**The task**: State how many lines of the material below contain the word "roof". Reply with the number alone.

**Record set**:

§

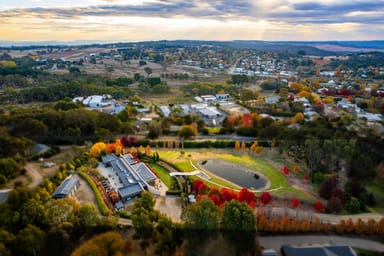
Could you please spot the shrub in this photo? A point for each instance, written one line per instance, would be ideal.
(327, 186)
(334, 205)
(265, 198)
(318, 206)
(295, 202)
(353, 205)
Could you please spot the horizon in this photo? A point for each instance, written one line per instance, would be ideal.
(157, 20)
(8, 43)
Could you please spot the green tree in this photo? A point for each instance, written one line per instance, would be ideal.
(144, 216)
(187, 132)
(6, 240)
(30, 241)
(87, 216)
(238, 224)
(148, 70)
(107, 244)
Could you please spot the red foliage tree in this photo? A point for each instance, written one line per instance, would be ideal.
(227, 195)
(286, 170)
(318, 206)
(248, 197)
(295, 202)
(214, 191)
(247, 121)
(327, 186)
(203, 189)
(334, 205)
(339, 193)
(196, 185)
(113, 196)
(215, 199)
(265, 198)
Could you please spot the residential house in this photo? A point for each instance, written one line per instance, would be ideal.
(289, 250)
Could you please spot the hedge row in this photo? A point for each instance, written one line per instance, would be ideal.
(99, 199)
(204, 144)
(173, 192)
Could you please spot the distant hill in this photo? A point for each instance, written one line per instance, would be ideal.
(319, 48)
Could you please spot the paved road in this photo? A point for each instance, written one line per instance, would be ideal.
(34, 174)
(275, 242)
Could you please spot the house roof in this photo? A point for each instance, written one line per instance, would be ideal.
(108, 158)
(289, 250)
(40, 149)
(144, 172)
(131, 190)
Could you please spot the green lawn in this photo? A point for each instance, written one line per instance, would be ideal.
(180, 161)
(162, 172)
(279, 183)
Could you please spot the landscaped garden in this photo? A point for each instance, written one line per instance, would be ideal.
(189, 160)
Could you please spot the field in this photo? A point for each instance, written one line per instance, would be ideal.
(279, 184)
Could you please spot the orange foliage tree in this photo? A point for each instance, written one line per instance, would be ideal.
(98, 149)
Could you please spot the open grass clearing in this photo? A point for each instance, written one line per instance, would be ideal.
(279, 183)
(162, 173)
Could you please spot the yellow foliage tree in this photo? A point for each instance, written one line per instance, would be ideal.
(305, 94)
(237, 145)
(295, 87)
(7, 63)
(243, 146)
(298, 118)
(97, 149)
(118, 150)
(296, 169)
(148, 150)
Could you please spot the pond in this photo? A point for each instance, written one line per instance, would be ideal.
(238, 174)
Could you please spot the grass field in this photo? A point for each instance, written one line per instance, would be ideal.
(163, 173)
(279, 183)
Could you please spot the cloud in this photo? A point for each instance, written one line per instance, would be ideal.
(220, 19)
(288, 11)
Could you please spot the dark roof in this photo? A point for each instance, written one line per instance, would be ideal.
(130, 190)
(108, 158)
(66, 187)
(129, 158)
(40, 149)
(144, 172)
(289, 250)
(119, 205)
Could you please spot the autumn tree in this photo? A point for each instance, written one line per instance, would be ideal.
(238, 224)
(237, 145)
(98, 149)
(202, 216)
(327, 186)
(247, 197)
(187, 132)
(265, 198)
(295, 202)
(106, 244)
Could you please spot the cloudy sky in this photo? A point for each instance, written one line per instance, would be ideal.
(137, 20)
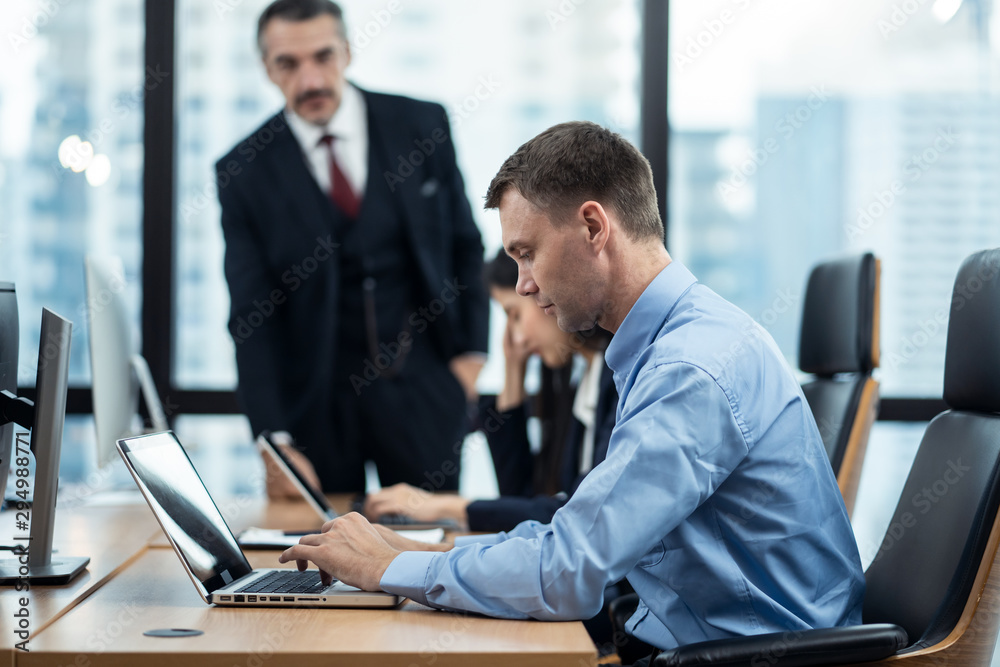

§

**Written solution**: 2